--- QUOTED PASSAGE Enclosed Below ---
One hundred twenty-six surveys were completed in Mobile, Alabama, revealing that 73% of participants reported being bitten by a mosquito in the last 30 days and mosquitoes were frequently seen in their homes. Ninety-four percent of respondents had heard of Zika Virus at the time of the survey, and respondents reported being least familiar with dengue virus and chikungunya virus.
Chikungunya virus, dengue virus, malaria, West Nile virus, and Zika virus have been documented in the Gulf Coast of the United States. The mosquitoes which vector all of these diseases are presently in the Gulf Coast meaning all five diseases pose a potential risk to human health. The results of this survey emphasize knowledge gaps that public health officials can address to empower the population to reduce their risk of these mosquito-borne diseases. Each species of mosquito has specific preferences for breeding and feeding and there is no one size fits all prevention approach, educating people on the need for a variety of approaches in order to address all species will further empower them to control mosquitoes where they live and further reduce their risk of disease.
--- End of Enclosed QUOTED PASSAGE ---
Write what comes next in the passage on the mosquito survey in Mobile, Alabama, picking up after its final sentence.
--- RECORDS Enclosed Below ---
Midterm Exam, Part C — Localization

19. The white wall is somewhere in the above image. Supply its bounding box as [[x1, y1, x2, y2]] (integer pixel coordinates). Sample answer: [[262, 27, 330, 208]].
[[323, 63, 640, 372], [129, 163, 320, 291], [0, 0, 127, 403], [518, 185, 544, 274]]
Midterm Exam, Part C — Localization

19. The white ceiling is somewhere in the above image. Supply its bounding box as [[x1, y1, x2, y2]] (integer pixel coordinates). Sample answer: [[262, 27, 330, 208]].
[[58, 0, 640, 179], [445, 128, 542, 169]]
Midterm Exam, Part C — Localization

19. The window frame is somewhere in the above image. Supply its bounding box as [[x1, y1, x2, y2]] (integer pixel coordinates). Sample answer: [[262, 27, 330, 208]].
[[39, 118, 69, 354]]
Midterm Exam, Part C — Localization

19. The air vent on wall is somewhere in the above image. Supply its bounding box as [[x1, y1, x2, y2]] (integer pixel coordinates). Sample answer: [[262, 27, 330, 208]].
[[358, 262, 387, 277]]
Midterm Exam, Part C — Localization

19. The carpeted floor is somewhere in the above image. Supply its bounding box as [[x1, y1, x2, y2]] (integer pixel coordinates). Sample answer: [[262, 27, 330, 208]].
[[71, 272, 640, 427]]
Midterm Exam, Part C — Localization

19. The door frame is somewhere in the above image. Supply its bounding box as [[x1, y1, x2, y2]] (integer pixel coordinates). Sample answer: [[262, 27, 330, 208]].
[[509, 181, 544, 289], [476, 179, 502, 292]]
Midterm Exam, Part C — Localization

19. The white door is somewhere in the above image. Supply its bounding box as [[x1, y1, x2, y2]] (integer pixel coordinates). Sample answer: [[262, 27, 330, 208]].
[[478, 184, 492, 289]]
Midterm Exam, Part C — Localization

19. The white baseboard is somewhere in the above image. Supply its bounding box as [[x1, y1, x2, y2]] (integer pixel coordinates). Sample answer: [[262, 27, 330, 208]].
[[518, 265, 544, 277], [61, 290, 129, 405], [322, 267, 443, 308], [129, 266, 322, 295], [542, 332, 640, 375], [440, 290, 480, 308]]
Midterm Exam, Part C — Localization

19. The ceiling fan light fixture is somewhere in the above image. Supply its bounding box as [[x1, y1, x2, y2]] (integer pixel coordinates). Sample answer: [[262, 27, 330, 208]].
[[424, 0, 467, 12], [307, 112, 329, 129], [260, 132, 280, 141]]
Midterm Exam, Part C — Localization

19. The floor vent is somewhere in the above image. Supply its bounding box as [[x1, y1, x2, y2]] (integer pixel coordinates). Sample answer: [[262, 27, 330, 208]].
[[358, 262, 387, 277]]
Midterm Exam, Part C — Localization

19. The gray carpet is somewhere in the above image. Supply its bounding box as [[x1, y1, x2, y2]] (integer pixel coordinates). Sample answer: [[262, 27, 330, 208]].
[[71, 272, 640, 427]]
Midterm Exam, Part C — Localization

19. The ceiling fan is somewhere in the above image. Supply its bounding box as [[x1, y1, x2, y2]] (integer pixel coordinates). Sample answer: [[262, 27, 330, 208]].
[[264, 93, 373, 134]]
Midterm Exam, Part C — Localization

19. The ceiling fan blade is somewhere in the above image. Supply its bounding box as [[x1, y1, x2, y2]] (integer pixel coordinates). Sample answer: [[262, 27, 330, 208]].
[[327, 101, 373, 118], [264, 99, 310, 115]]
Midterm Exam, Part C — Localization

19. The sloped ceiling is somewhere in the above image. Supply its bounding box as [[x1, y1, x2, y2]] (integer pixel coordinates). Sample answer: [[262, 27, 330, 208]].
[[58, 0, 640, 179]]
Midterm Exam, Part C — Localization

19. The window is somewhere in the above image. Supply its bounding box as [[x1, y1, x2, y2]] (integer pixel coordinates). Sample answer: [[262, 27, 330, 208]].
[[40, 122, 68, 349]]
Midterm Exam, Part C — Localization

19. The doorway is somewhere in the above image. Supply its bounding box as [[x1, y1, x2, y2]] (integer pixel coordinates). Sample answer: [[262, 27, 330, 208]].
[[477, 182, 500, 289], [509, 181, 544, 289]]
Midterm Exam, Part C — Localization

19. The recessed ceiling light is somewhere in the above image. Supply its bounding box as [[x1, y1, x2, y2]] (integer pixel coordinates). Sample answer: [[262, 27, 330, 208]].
--- End of Enclosed RECORDS ---
RESULT OF THE TASK →
The sub-tropical climate of the US Gulf Coast, as well as an abundance of habitat for Aedes, Culex and Anopheles mosquitoes and the proximity of trade and travel hubs, put the Gulf Coast at risk for the establishment or re-establishment of mosquito-borne pathogens in the US . Until the implementation of vigorous vector control efforts in the mid-twentieth century, the Gulf Coast experienced regular outbreaks of malaria and yellow fever [2, 3]. In more recent years, the Gulf Coast has been under threat of endemic transmission of mosquito-borne RNA viruses such as West Nile virus (WNV), dengue fever virus (DENV), chikungunya virus (CHIKV) and Zika virus (ZIKV) [4,5,6,7]. Vector control efforts have been stymied by the growing prevalence of insecticide resistance among many mosquito taxa as well as funding cuts due to a public perception that mosquito-borne pathogens no longer present much threat in the US [8, 9]. The potential for emergence and re-emergence of mosquito-borne diseases in this geographic region points to a growing need to develop strategies to combat the transmission of mosquito-borne pathogens.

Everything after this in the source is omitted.